> _TEXT_
● ● ●

[aklug] Re: We're going to let it go, thanks for responses - Re: Anyone interested in a job importing 24k printed emails in Juneau/Anchorage into a database?

From: Mark Neyhart <Mark_Neyhart@legis.state.ak.us>
Date: Thu Jun 09 2011 - 11:48:27 AKDT

What scan resolution did you find to be effective? Your gray scale
finding is interesting. I had been operating under the assumption
that 2 bit black and white would be better.

Mark

Jim Gribbin wrote:
> I would find it interesting to assist in this effort, but am otherwise
> committed (maybe that's "should be" committed).
>
> I have been playing around with ocr conversions for my real estate work.
> Thus far I have found gscan2pdf w/ Tesseract OCR conversion to be the
> most workable.
>
> Tesseract's accuracy far exceeded gocr for accuracy and will also work
> command line. So even though gscan2pdf is a gui tool, you can do
> everything command line as well.
>
> I spent a lot of time beating my head against walls before figuring out
> that gray scale is significantly easier to run OCR against than 2-bit
> b/w.
>
> Jim G
>
> On Wed, 2011-06-08 at 16:16 -0800, Jason McEachen wrote:
>> Apparently every news outlet and their freakin' cousin are already there
>> or soon going to be for both electronic and visual scanning, so we're
>> going to save our money and just send some reporters with buckets of
>> Alaska history down there to spot-check and listen to what everyone else
>> is doing.
>>
>> Thanks for the suggestions, thoughts, recommendations and entertaining
>> responses
>>
>> --Jason
>>
>> On 06/08/2011 03:41 PM, Mark Neyhart wrote:
>>> This was my first question as well...
>>>
>>> Does anybody know of a linux OCR tool which can convert images to
>>> text? I've found references to Tesseract, but am not sure if it is
>>> active. I've got a bunch of pages which have been scanned to PDF, and
>>> would like to be able to make them searchable.

● ● ●

> _EXCERPTED DATA_
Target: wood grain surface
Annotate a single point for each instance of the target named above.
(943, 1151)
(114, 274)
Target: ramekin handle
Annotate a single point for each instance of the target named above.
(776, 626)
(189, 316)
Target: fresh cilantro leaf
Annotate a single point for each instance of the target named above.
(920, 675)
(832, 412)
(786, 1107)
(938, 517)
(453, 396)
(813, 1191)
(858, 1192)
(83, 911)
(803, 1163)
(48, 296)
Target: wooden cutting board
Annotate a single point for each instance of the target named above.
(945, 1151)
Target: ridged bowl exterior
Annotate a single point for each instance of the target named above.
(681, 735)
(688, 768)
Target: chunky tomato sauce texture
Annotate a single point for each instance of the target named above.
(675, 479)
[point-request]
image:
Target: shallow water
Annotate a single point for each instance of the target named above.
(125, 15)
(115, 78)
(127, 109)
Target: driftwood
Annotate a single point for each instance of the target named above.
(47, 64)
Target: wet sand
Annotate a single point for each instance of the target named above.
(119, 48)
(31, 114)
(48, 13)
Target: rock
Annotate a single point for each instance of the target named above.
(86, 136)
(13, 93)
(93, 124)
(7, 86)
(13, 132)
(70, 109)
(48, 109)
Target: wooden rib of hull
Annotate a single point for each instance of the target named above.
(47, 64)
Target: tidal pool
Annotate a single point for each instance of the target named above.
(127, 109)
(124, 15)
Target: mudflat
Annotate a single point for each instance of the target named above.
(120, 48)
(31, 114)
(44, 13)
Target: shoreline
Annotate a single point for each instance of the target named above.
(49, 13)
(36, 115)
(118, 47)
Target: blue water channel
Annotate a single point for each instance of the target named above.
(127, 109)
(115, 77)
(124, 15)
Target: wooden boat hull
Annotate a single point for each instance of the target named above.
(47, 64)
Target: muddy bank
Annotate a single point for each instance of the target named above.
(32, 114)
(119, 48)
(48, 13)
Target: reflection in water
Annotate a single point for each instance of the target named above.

● ● ●

> _PROBLEMS_
1) According to the OCR thread, which does Jim Gribbin find easier to run OCR against: gray scale or 2-bit black and white?
2) Proceed with the OCR thread, starting right after its last line.
The records have no connection to the OCR thread.

> _ANSWERS TO THE TASKS_
1) Gray scale.

2)
>>>
>>> Mark Neyhart
>>>
>>> Joshua J. Kugler wrote:
>>>> First question: WHY ON EARTH are they printed? Why can't they give them
>>>> to you on a CD or DVD?
>>>>
>>>> j
>>>>
>>>> On Wednesday 08 June 2011, Jason McEachen elucidated thus:
>>>>> This Friday at 9am the State of Alaska is going to have a couple
>>>>> boxes of printed emails in Juneau for me to have, and a hand truck to
>>>>> help carry them. We could also pick them up at the Anchorage Airport
>>>>> at 3pm.
>>>>>
>>>>> What I'd like to do is somehow import them into a database and set up
>>>>> a quick and easy web-based interface to allow searches.
>>>>>
>>>>> Thanks for your help,
>>>>>
>>>>> --Jason
>>> ---------
>>> To unsubscribe, send email to<aklug-request@aklug.org>
>>> with 'unsubscribe' in the message body.
>>>
>> ---------
>> To unsubscribe, send email to <aklug-request@aklug.org>
>> with 'unsubscribe' in the message body.
>>
>
> ---------
> To unsubscribe, send email to <aklug-request@aklug.org>
> with 'unsubscribe' in the message body.
>

---------
To unsubscribe, send email to <aklug-request@aklug.org>
with 'unsubscribe' in the message body.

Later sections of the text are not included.